#### Text segment:
## Predicting NBA Games and Gathering Data with Machine Learning and Python

In [None]:
# import libraries
import numpy as np
import pandas as pd
from sklearn.model_selection import TimeSeriesSplit
from sklearn.feature_selection import SequentialFeatureSelector
from sklearn.linear_model import RidgeClassifier
from sklearn.preprocessing import MinMaxScaler
from sklearn.metrics import accuracy_score

#### Read In NBA Data

In [None]:
# read in data
nba_df = pd.read_csv("nba_games.csv", index_col=0)

# sort values based on data
nba_df = nba_df.sort_values('date')
nba_df = nba_df.reset_index(drop=True)

#### Delete Extraneous Columns

In [None]:
# delete desired columns
del nba_df["mp.1"]
del nba_df["mp_opp.1"]
del nba_df["index_opp"]

#### Create a Function which will Add a Target Column

In [None]:
def target_add(team):
    """
    :param team: current team being looked at
    :return: team with updated columns
    """
    
    # pull the 'won' column from the next game and pull back one row
    team['target'] = team['won'].shift(-1)
    return team

# call function for each team
nba_df = nba_df.groupby("team", group_keys=False).apply(target_add)

#### The input:
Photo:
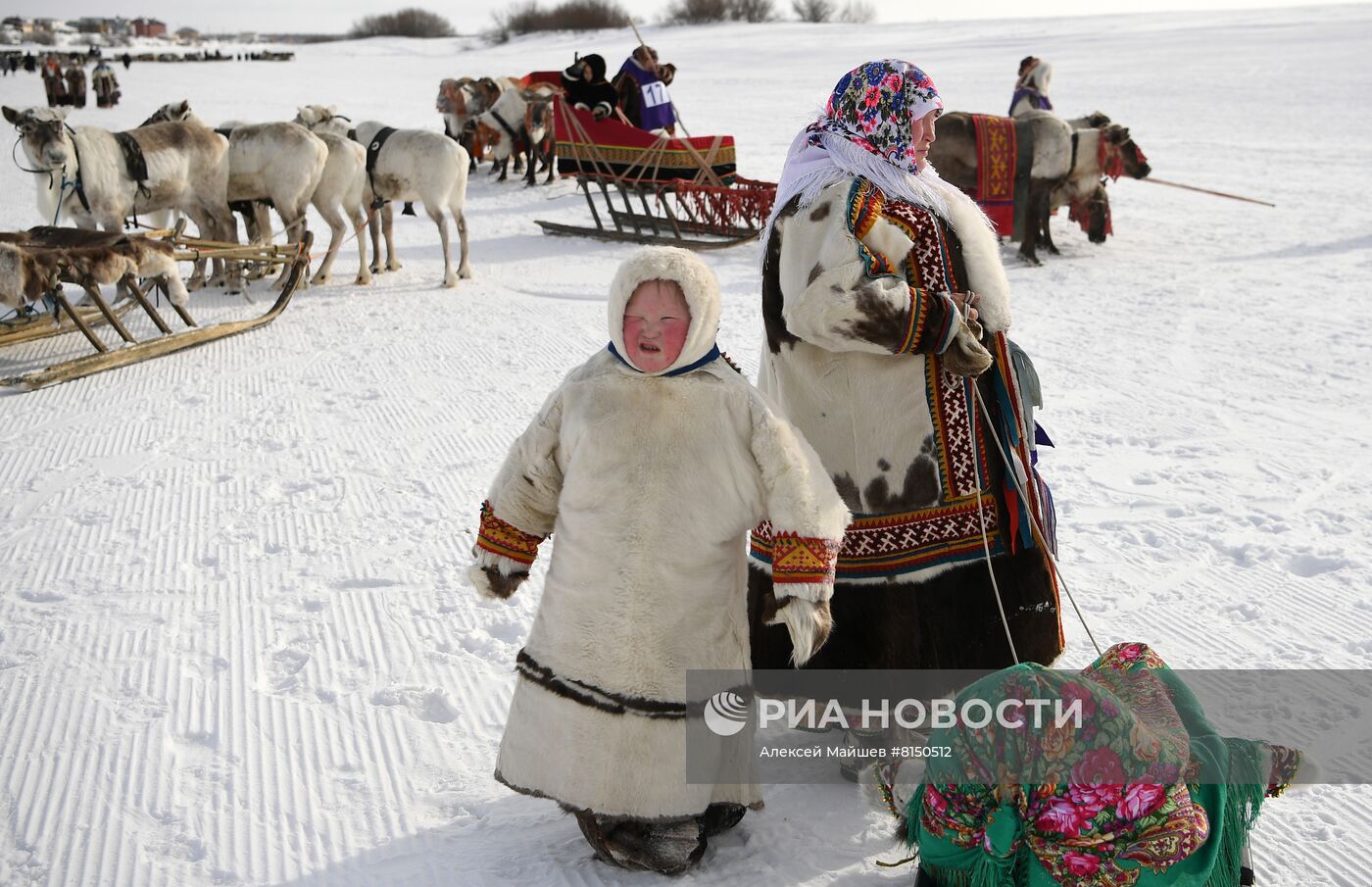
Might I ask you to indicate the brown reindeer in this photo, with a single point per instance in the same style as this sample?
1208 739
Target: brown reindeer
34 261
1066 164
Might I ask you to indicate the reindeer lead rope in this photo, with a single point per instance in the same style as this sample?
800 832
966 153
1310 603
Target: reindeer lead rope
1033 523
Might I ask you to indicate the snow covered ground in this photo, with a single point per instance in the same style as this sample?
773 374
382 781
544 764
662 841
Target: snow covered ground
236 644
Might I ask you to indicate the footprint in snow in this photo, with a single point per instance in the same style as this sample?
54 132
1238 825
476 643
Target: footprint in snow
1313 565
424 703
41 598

#### Task set:
a. Rewrite the records as a numbered list, starting at the line containing "Might I ask you to indicate the reindeer" and ending at the end of the records, with blank lines omitted.
b. Continue the NBA game prediction notebook from the point where it stops.
The NBA notebook and the records have nothing to do with each other.

#### Answers to the exercises:
a.
1. Might I ask you to indicate the reindeer lead rope in this photo, with a single point per instance in the same style as this sample?
2. 800 832
3. 966 153
4. 1310 603
5. Target: reindeer lead rope
6. 1033 523
7. Might I ask you to indicate the snow covered ground in this photo, with a single point per instance in the same style as this sample?
8. 773 374
9. 382 781
10. 544 764
11. 662 841
12. Target: snow covered ground
13. 236 644
14. Might I ask you to indicate the footprint in snow in this photo, with a single point per instance in the same style as this sample?
15. 54 132
16. 1238 825
17. 476 643
18. Target: footprint in snow
19. 1313 565
20. 424 703
21. 41 598

b.
#### Begin Fixing Dataframe for Training Models

In [None]:
# turn NaN values of the target column into 2
nba_df['target'][pd.isnull(nba_df['target'])] = 2

# turn False values into 0s and True values into 1s for target column
nba_df['target'] = nba_df['target'].astype(int, errors="ignore")

#### Get Rid of NaN Values

In [None]:
# get nulls
null = pd.isnull(nba_df)
nulls = null.sum()
nulls = nulls[nulls > 0]

# check valid columns
valid_columns = nba_df.columns[~nba_df.columns.isin(nulls.index)]

# copy only the valid columns
nba_df = nba_df[valid_columns].copy()

#### Begin Machine Learning

In [None]:
# initialize models
r = RidgeClassifier(alpha=1)
split = TimeSeriesSplit(n_splits=3)

# pick 30 features for the model to choose
sfs = SequentialFeatureSelector(r, n_features_to_select=30, direction="forward", cv=split)

# Define Columns to Remove

In [None]:
# get rid of columns which won't be scaled
remove_columns = ["season", "date", "won", "target", "team", "team_opp"]

# get columns that will be scaled
preferred_columns = nba_df.columns[~nba_df.columns.isin(remove_columns)]

# define scaler 
scaler = MinMaxScaler()
nba_df[preferred_columns] = scaler.fit_transform(nba_df[preferred_columns])

#### Fit the Selector

In [None]:
# run the feature selector to get the 30 best features from the dataframe
sfs.fit(nba_df[preferred_columns], nba_df['target'])

#### Get Back Predictor Columns that We should be Using

In [None]:
# get back columns
best_predictors = list(preferred_columns[sfs.get_support()])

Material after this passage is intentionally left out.